*DOCUMENTO*:

· · · · ·

Filosofia – Texto 10 – Filosofia da
Linguagem (Parte II)
A Origem da Linguagem:
Durante muito
tempo a filosofia preocupou-se em definir a origem e as causas da linguagem.
Uma primeira
divergência sobre o assunto surgiu na Grécia: a linguagem é natural aos homens
(existe por natureza) ou é uma convenção social? Se a linguagem for natural, as
palavras possuem um sentido próprio e necessário; se for convencional, são
decisões consensuais da sociedade e, nesse caso, são arbitrárias, isto é, a
sociedade poderia ter escolhido outras palavras para designar as coisas. Essa
discussão levou, séculos mais tarde, à seguinte conclusão: a linguagem como capacidade de expressão
dos seres humanos é natural, isto é, os humanos nascem com uma aparelhagem
física, anatômica e fisiológica que lhes permite expressarem-se pela palavra;
mas as línguas são convencionais, isto é, surgem de condições históricas,
geográficas, econômicas e políticas determinadas, ou, em outros termos, são
fatos culturais. Uma vez constituída uma língua, ela se torna um sistema dotado
de necessidade interna, passando a funcionar como se fosse algo natural, isto
é, como algo que possui suas leis e princípios próprios, independentes dos
sujeitos falantes que a empregam.
Perguntar
pela origem da linguagem levou a quatro tipos de respostas:
1.
A linguagem nasce por imitação, isto é, os humanos
imitam, pela voz, os sons da natureza (dos animais, dos rios, das cascatas e
dos mares, do trovão e do vulcão, dos ventos, etc). A origem da linguagem
seria, portanto, a onomatopéia ou imitação dos sons animais e naturais;
2.

· · · · ·

*REGISTROS FORNECIDOS*:
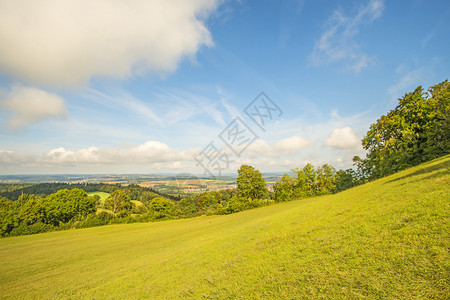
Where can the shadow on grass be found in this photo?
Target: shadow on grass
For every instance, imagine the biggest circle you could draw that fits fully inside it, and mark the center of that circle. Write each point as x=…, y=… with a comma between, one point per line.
x=443, y=168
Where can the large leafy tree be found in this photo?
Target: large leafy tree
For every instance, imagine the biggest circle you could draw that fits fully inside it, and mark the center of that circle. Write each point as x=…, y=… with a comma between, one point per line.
x=65, y=205
x=251, y=184
x=119, y=203
x=415, y=131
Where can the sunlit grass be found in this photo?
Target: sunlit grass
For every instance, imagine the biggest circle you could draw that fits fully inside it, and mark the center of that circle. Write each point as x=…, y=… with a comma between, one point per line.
x=386, y=239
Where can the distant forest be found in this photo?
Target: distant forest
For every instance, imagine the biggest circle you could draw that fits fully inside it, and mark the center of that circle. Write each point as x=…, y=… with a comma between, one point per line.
x=415, y=131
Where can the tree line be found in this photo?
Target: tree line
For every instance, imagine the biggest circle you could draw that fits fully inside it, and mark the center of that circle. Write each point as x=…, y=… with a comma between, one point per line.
x=415, y=131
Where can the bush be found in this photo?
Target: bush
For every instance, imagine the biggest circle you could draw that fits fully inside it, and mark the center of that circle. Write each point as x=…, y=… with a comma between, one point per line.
x=37, y=227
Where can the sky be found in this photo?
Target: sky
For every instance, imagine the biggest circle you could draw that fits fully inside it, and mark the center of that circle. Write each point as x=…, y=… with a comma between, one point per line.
x=203, y=86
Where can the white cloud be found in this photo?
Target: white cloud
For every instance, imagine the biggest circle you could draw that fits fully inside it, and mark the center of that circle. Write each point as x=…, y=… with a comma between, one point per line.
x=287, y=146
x=338, y=42
x=343, y=138
x=291, y=144
x=151, y=152
x=57, y=42
x=27, y=105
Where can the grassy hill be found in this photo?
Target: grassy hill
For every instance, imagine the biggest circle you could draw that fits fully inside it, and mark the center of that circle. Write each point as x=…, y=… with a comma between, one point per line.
x=385, y=239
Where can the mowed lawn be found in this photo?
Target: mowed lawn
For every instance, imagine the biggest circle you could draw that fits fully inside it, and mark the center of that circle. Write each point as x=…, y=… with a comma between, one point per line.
x=386, y=239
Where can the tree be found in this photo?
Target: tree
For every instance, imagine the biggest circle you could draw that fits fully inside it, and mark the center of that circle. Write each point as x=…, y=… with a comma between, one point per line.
x=251, y=184
x=345, y=179
x=161, y=206
x=415, y=131
x=66, y=205
x=284, y=188
x=119, y=203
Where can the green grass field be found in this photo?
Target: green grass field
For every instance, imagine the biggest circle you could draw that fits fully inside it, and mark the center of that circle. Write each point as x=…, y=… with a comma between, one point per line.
x=386, y=239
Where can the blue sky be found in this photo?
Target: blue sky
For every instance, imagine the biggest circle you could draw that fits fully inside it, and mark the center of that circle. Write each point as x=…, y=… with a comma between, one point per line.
x=146, y=86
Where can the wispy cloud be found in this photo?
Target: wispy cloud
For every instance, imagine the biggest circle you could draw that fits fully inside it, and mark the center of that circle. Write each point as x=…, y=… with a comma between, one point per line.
x=338, y=42
x=26, y=105
x=343, y=138
x=136, y=37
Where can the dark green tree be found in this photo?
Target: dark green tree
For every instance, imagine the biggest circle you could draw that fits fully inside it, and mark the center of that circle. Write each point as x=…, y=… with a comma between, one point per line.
x=415, y=131
x=119, y=203
x=251, y=184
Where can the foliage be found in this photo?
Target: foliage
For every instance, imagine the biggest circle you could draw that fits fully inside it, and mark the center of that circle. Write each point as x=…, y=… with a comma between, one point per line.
x=387, y=239
x=415, y=131
x=250, y=183
x=119, y=203
x=307, y=182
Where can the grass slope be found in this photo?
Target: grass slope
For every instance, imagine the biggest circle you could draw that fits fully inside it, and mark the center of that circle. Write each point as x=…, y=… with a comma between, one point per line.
x=103, y=196
x=386, y=239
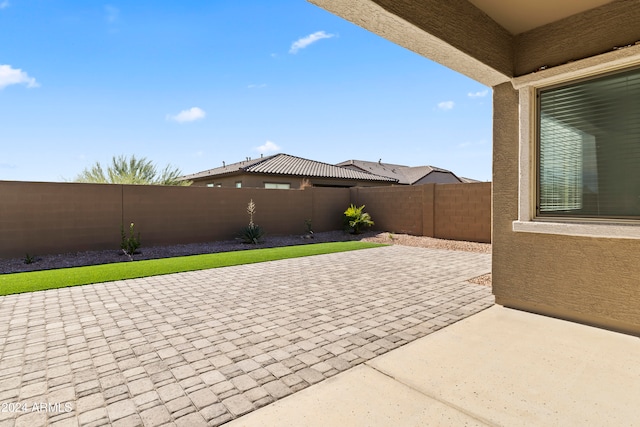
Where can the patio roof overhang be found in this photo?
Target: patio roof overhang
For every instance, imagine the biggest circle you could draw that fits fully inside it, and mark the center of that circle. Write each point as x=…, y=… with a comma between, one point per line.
x=493, y=41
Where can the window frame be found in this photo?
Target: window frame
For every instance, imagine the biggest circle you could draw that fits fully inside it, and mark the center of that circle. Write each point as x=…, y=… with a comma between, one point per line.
x=277, y=184
x=527, y=87
x=538, y=147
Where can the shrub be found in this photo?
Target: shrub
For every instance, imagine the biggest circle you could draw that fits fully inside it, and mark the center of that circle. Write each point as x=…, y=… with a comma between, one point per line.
x=253, y=232
x=129, y=244
x=355, y=219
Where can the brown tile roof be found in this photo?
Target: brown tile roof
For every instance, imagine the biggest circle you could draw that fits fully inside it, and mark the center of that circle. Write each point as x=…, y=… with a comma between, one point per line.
x=404, y=174
x=285, y=164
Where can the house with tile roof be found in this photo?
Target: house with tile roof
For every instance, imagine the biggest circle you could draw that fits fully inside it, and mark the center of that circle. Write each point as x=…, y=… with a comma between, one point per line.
x=406, y=175
x=283, y=171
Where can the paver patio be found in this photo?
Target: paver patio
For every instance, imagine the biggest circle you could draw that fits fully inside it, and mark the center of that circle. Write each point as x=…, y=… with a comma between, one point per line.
x=201, y=348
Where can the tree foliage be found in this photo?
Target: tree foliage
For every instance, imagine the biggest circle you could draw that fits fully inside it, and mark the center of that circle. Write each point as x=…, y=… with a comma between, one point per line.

· · · · ·

*SOLICITAÇÃO*: Reproduza novamente, na íntegra e sem alterações, o texto sobre a origem da linguagem.

*RESULTADO DO EXERCÍCIO*:
Filosofia – Texto 10 – Filosofia da
Linguagem (Parte II)
A Origem da Linguagem:
Durante muito
tempo a filosofia preocupou-se em definir a origem e as causas da linguagem.
Uma primeira
divergência sobre o assunto surgiu na Grécia: a linguagem é natural aos homens
(existe por natureza) ou é uma convenção social? Se a linguagem for natural, as
palavras possuem um sentido próprio e necessário; se for convencional, são
decisões consensuais da sociedade e, nesse caso, são arbitrárias, isto é, a
sociedade poderia ter escolhido outras palavras para designar as coisas. Essa
discussão levou, séculos mais tarde, à seguinte conclusão: a linguagem como capacidade de expressão
dos seres humanos é natural, isto é, os humanos nascem com uma aparelhagem
física, anatômica e fisiológica que lhes permite expressarem-se pela palavra;
mas as línguas são convencionais, isto é, surgem de condições históricas,
geográficas, econômicas e políticas determinadas, ou, em outros termos, são
fatos culturais. Uma vez constituída uma língua, ela se torna um sistema dotado
de necessidade interna, passando a funcionar como se fosse algo natural, isto
é, como algo que possui suas leis e princípios próprios, independentes dos
sujeitos falantes que a empregam.
Perguntar
pela origem da linguagem levou a quatro tipos de respostas:
1.
A linguagem nasce por imitação, isto é, os humanos
imitam, pela voz, os sons da natureza (dos animais, dos rios, das cascatas e
dos mares, do trovão e do vulcão, dos ventos, etc). A origem da linguagem
seria, portanto, a onomatopéia ou imitação dos sons animais e naturais;
2.